Start
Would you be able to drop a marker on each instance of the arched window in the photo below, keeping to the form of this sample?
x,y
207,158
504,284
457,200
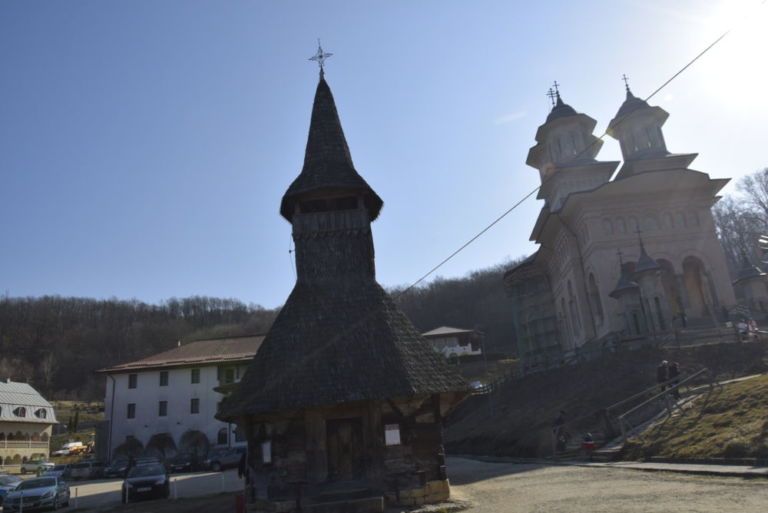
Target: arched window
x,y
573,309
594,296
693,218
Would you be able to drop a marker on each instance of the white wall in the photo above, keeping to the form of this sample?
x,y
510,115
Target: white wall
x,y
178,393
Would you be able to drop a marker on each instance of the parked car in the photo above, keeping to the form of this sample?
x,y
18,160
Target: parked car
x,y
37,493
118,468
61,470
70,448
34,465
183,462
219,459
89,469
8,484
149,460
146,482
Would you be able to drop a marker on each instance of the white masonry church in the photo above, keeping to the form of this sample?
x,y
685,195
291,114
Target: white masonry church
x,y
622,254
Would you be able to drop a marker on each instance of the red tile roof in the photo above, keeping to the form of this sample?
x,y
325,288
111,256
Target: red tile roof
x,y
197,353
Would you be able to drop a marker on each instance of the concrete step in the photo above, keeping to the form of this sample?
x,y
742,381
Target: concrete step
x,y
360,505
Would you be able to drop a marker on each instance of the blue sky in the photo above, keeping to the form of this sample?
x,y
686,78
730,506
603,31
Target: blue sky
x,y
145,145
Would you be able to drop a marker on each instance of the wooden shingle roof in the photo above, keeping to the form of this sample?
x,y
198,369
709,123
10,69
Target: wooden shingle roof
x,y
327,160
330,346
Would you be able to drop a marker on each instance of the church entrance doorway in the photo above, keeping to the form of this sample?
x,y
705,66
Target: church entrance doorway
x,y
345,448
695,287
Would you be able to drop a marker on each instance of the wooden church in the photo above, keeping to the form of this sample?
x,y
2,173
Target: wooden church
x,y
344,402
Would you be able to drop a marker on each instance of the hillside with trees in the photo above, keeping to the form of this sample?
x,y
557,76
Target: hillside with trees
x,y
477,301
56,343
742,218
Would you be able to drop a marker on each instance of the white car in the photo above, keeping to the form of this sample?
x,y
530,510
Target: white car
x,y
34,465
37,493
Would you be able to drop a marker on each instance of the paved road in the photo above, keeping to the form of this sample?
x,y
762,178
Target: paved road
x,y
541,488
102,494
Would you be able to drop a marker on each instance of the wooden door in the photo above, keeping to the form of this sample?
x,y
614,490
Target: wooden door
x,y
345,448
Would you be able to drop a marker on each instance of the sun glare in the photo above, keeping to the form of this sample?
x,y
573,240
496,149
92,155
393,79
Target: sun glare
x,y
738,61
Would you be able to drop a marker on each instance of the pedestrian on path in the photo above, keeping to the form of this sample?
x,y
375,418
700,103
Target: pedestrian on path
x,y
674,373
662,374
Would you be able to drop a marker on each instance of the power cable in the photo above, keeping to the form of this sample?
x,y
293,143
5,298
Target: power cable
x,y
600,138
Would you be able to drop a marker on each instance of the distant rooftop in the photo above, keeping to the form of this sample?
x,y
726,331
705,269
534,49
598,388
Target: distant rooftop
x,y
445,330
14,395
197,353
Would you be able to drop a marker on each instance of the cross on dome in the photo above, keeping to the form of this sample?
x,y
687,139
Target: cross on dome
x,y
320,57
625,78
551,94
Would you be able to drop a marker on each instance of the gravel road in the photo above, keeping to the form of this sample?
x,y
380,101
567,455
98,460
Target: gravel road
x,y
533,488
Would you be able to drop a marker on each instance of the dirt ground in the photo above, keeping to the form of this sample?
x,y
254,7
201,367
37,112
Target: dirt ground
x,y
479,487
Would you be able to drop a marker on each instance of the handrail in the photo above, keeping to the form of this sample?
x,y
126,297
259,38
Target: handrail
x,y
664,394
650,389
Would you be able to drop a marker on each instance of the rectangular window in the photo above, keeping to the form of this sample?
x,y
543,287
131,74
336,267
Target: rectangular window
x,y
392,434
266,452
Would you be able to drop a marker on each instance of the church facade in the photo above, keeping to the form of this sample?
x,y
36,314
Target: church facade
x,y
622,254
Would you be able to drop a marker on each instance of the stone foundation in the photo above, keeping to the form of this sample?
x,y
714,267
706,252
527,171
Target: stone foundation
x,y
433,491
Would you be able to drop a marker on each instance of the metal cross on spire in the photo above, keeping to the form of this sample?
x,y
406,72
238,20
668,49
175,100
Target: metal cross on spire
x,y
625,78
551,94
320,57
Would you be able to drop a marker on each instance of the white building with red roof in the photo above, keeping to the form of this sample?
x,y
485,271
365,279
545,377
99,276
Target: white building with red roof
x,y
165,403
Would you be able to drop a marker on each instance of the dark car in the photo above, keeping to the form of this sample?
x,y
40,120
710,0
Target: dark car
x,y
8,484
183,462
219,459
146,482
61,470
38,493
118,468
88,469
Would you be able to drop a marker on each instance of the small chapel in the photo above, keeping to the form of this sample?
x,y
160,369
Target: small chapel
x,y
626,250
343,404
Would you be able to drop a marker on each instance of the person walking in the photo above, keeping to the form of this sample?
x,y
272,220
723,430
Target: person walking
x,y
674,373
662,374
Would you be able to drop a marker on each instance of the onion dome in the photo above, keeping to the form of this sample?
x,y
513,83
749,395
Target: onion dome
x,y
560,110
End
*EXERCISE PROMPT*.
Reproduce exactly the line that holds "of the dark", then every line after it, ending with the final line of the records above.

*FINAL RESULT*.
Would you be able to drop a marker on each instance of the dark car in the photo above, keeping to the form of this sample?
x,y
40,120
710,0
Target: dark car
x,y
8,484
183,462
219,459
146,482
61,470
38,493
118,468
88,469
Would you be able to drop a marker on each instance of the small chapel in the photo above, keeping to the form of this sample?
x,y
160,369
Target: small chapel
x,y
626,250
343,404
Would you be able to drop a marker on each instance of the person walking in the photo above, keeping to the form of this sample?
x,y
272,220
723,430
Target: person walking
x,y
674,373
662,374
Would you be able to drop a marker on each instance of the onion dome in the photo above, keeping to the form of this sample?
x,y
513,83
749,395
Target: onion dome
x,y
560,110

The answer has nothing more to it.